--- YOUR OBJECTIVE ---
The data below holds the lines to copy: everything from the line containing "like x=29 y=569." to the line containing "like x=204 y=370.", both ends included, set down exactly.
+ + + + +
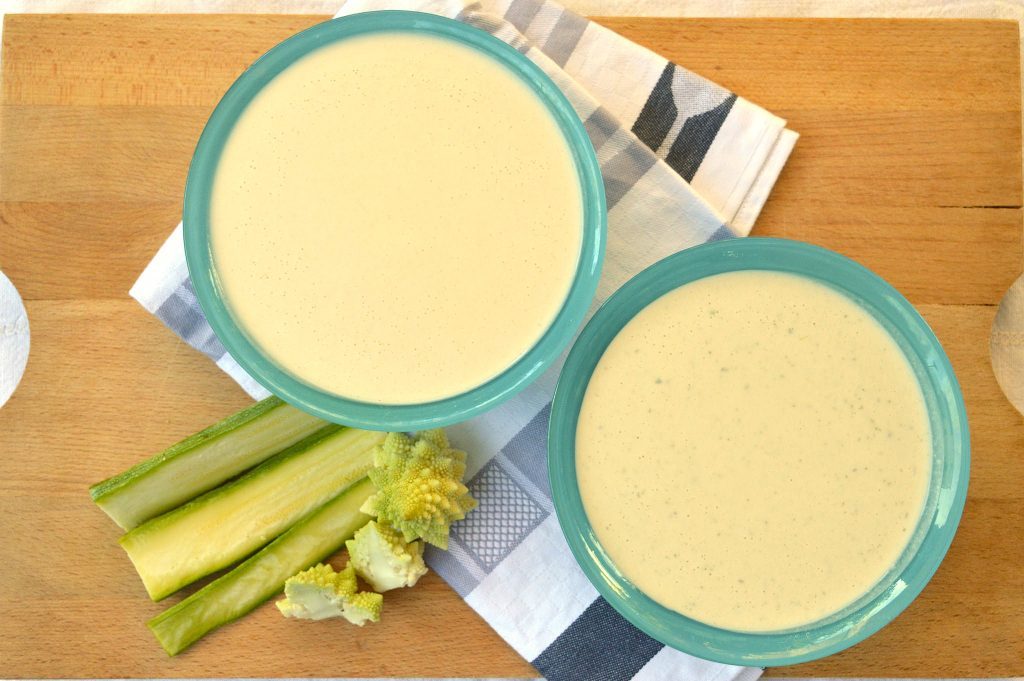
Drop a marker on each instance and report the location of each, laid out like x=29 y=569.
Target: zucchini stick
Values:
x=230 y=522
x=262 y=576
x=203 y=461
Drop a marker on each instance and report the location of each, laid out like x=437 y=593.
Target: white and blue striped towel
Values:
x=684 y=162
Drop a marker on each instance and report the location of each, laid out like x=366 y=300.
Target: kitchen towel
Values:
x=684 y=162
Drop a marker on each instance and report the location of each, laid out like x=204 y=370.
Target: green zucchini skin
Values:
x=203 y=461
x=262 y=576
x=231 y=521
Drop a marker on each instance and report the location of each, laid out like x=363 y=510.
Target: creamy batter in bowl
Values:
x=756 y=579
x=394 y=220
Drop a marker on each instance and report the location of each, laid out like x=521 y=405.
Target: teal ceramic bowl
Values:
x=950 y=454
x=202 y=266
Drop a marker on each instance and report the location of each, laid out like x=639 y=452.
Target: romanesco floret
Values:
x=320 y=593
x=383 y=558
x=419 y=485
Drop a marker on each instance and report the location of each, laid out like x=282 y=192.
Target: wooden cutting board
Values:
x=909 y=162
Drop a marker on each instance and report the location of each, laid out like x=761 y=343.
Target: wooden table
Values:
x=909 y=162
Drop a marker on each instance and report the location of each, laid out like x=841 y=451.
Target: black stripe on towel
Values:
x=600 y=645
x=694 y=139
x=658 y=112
+ + + + +
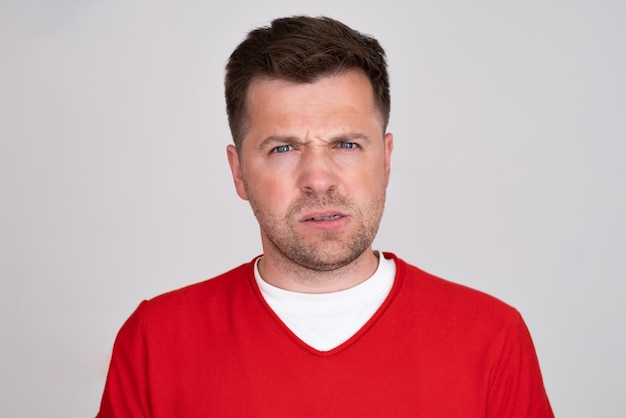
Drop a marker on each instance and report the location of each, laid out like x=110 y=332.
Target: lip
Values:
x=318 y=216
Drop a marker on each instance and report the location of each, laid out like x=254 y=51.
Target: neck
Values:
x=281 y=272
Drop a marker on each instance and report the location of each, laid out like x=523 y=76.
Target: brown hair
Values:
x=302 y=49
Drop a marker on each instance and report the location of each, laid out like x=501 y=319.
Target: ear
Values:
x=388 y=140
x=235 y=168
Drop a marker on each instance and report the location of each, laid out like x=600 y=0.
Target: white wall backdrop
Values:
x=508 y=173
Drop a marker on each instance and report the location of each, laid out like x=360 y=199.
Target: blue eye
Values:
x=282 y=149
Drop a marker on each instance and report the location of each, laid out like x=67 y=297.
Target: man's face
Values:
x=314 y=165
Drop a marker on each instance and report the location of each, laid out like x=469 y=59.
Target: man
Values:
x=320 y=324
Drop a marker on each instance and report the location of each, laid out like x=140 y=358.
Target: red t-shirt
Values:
+ + + + +
--- YOUR SOLUTION ---
Drop a marker on each instance and report the location of each, laid out like x=29 y=569.
Target: zucchini stick
Values:
x=230 y=522
x=262 y=576
x=203 y=461
Drop a marker on each instance and report the location of each, laid out like x=437 y=593.
Target: white and blue striped towel
Values:
x=684 y=162
Drop a marker on each instance and report the location of each, laid out like x=366 y=300.
Target: kitchen towel
Values:
x=684 y=162
Drop a marker on each instance and report the location of each, laid out like x=204 y=370.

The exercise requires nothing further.